> **Trecho selecionado**
· · · · ·
FECHE OS OLHOS PARA VER MELHOR
(2008)
Aclamado
por trabalhos como Cidade de Deus, Jardineiro Fiel e, mais recentemente Dois
Papas, Fernando Meirelles nos presenteia com a adaptação do livro homônimo de
José Saramago Ensaio sobre a Cegueira. A obra narra uma história com
protagonistas sem nomes em uma realidade onde uma cegueira contagiosa toma
conta da sociedade.
O
desdobramento da trama se dá nas relações de convivência e na formação de uma
comunidade colaborativa que busca viver de maneira minimamente harmoniosa
diante das circunstâncias.
O
confinamento e a falta de governo servem para explorar a humanidade dos
personagens de maneira inicialmente pessimista, já que o cobertor da cegueira
revela o sentimento de individualismo e manipulação que as pessoas apresentam.
· · · · ·
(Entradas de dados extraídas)
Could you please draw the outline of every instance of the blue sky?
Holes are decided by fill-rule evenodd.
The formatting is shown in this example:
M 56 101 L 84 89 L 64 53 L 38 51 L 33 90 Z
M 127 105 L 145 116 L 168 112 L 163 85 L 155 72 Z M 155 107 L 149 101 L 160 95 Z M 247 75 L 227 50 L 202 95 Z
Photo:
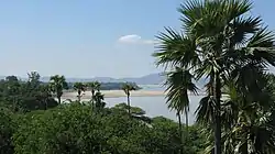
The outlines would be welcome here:
M 0 3 L 0 75 L 136 77 L 161 69 L 151 56 L 164 26 L 178 29 L 184 0 L 9 0 Z M 274 0 L 252 14 L 275 30 Z

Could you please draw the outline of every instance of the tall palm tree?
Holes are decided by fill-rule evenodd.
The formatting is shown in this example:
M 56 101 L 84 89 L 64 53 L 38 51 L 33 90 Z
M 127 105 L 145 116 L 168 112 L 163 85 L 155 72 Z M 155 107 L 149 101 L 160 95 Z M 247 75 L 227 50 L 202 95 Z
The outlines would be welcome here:
M 96 110 L 99 111 L 101 109 L 105 108 L 106 106 L 106 102 L 103 101 L 105 100 L 105 96 L 100 92 L 100 91 L 97 91 L 96 95 L 94 96 L 94 100 L 95 100 L 95 107 L 96 107 Z
M 62 103 L 63 89 L 67 89 L 68 85 L 64 76 L 55 75 L 50 78 L 50 86 L 52 92 L 54 92 L 58 99 L 58 103 Z
M 188 70 L 184 70 L 183 68 L 176 67 L 174 72 L 168 74 L 167 80 L 165 82 L 165 85 L 167 86 L 166 99 L 168 108 L 172 110 L 176 110 L 176 114 L 178 117 L 179 135 L 182 144 L 183 144 L 183 129 L 182 129 L 183 124 L 180 114 L 183 112 L 185 113 L 185 119 L 186 119 L 185 124 L 186 124 L 186 131 L 188 133 L 188 112 L 189 112 L 188 91 L 197 94 L 197 87 L 195 84 L 193 84 L 191 80 L 193 76 Z M 183 148 L 180 151 L 182 151 L 180 153 L 184 152 Z
M 82 92 L 85 92 L 86 90 L 86 85 L 82 82 L 75 82 L 74 84 L 74 89 L 77 90 L 77 98 L 78 98 L 78 102 L 81 102 L 81 97 L 82 97 Z
M 95 105 L 95 95 L 96 95 L 96 91 L 100 91 L 100 82 L 98 81 L 92 81 L 92 82 L 88 82 L 87 84 L 88 88 L 90 89 L 91 91 L 91 107 L 94 107 Z
M 133 84 L 131 84 L 131 82 L 125 82 L 122 86 L 122 90 L 127 95 L 127 103 L 128 103 L 128 113 L 129 113 L 129 117 L 131 117 L 130 95 L 131 95 L 132 90 L 136 90 L 136 89 L 138 88 Z
M 158 65 L 182 67 L 196 79 L 209 80 L 197 114 L 213 130 L 216 154 L 221 153 L 221 89 L 228 74 L 246 63 L 275 65 L 274 37 L 261 18 L 244 15 L 251 9 L 249 0 L 188 0 L 178 9 L 184 31 L 166 28 L 157 36 Z

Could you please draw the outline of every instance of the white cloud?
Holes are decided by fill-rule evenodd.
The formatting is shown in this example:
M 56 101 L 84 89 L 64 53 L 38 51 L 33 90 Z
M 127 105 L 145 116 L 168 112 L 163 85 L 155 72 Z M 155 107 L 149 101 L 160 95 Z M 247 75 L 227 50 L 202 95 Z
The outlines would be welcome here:
M 131 35 L 123 35 L 119 38 L 120 43 L 124 44 L 154 44 L 154 40 L 143 40 L 140 35 L 131 34 Z

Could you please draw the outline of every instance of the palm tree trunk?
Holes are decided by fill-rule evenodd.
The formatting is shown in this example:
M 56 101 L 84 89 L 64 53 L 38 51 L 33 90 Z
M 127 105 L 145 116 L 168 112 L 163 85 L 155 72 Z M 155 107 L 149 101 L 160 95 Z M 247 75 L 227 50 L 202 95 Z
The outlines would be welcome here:
M 78 94 L 78 96 L 77 96 L 77 98 L 78 98 L 78 103 L 80 103 L 80 102 L 81 102 L 81 91 L 78 91 L 77 94 Z
M 180 138 L 180 148 L 179 148 L 179 153 L 183 154 L 183 124 L 182 124 L 182 118 L 180 118 L 180 113 L 177 112 L 177 118 L 178 118 L 178 133 L 179 133 L 179 138 Z
M 57 99 L 58 99 L 58 103 L 61 105 L 62 103 L 62 97 L 57 97 Z
M 95 92 L 91 92 L 91 109 L 94 110 L 94 107 L 95 107 Z
M 216 121 L 215 121 L 215 154 L 221 154 L 221 80 L 219 74 L 215 76 L 215 99 L 216 99 Z
M 189 122 L 188 122 L 188 111 L 185 110 L 185 124 L 186 124 L 186 141 L 188 139 L 188 127 L 189 127 Z
M 130 95 L 127 95 L 127 102 L 128 102 L 128 113 L 129 117 L 131 117 Z

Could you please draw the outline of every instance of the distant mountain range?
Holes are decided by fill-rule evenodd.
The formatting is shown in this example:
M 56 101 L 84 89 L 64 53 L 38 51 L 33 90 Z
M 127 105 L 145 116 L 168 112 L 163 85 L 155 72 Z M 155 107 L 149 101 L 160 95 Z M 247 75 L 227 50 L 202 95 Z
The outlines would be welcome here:
M 6 78 L 4 76 L 0 76 L 0 78 Z M 88 82 L 88 81 L 100 81 L 100 82 L 135 82 L 138 85 L 160 85 L 163 84 L 165 80 L 165 76 L 162 74 L 150 74 L 143 77 L 132 77 L 132 78 L 111 78 L 111 77 L 95 77 L 95 78 L 66 78 L 68 82 Z M 21 78 L 22 80 L 25 80 L 26 78 Z M 41 77 L 42 81 L 48 81 L 50 77 Z M 206 80 L 199 80 L 197 85 L 199 87 L 202 87 L 206 84 Z
M 4 79 L 6 76 L 0 76 L 0 79 Z M 26 78 L 19 77 L 22 80 L 26 80 Z M 132 78 L 112 78 L 112 77 L 95 77 L 95 78 L 66 78 L 68 82 L 76 81 L 99 81 L 99 82 L 135 82 L 138 85 L 157 85 L 164 81 L 165 77 L 161 74 L 151 74 L 143 77 L 132 77 Z M 50 77 L 41 77 L 41 81 L 48 81 Z

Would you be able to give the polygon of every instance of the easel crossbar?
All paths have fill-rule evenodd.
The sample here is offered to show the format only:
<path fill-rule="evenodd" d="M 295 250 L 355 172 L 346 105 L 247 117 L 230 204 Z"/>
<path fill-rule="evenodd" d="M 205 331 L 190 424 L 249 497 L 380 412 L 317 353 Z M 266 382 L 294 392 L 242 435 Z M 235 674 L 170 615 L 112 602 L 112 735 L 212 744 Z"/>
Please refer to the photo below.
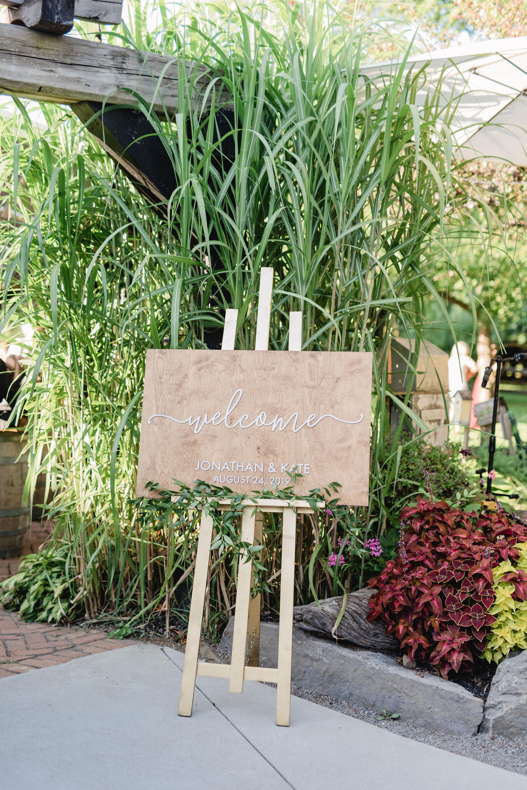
· · · · ·
> **Instruções da tarefa**
Como fica, em forma de lista e com seus fatos principais, o parágrafo do trecho selecionado que começa com "Aclamado por trabalhos como"? Não é preciso consultar as linhas para resolver o exercício.

> **Resultado do exercício**
- Fernando Meirelles é aclamado por trabalhos como Cidade de Deus, Jardineiro Fiel e, mais recentemente, Dois Papas.
- Ele fez a adaptação homônima do livro Ensaio sobre a Cegueira, de José Saramago.
- A obra narra uma história com protagonistas sem nomes.
- Nessa realidade, uma cegueira contagiosa toma conta da sociedade.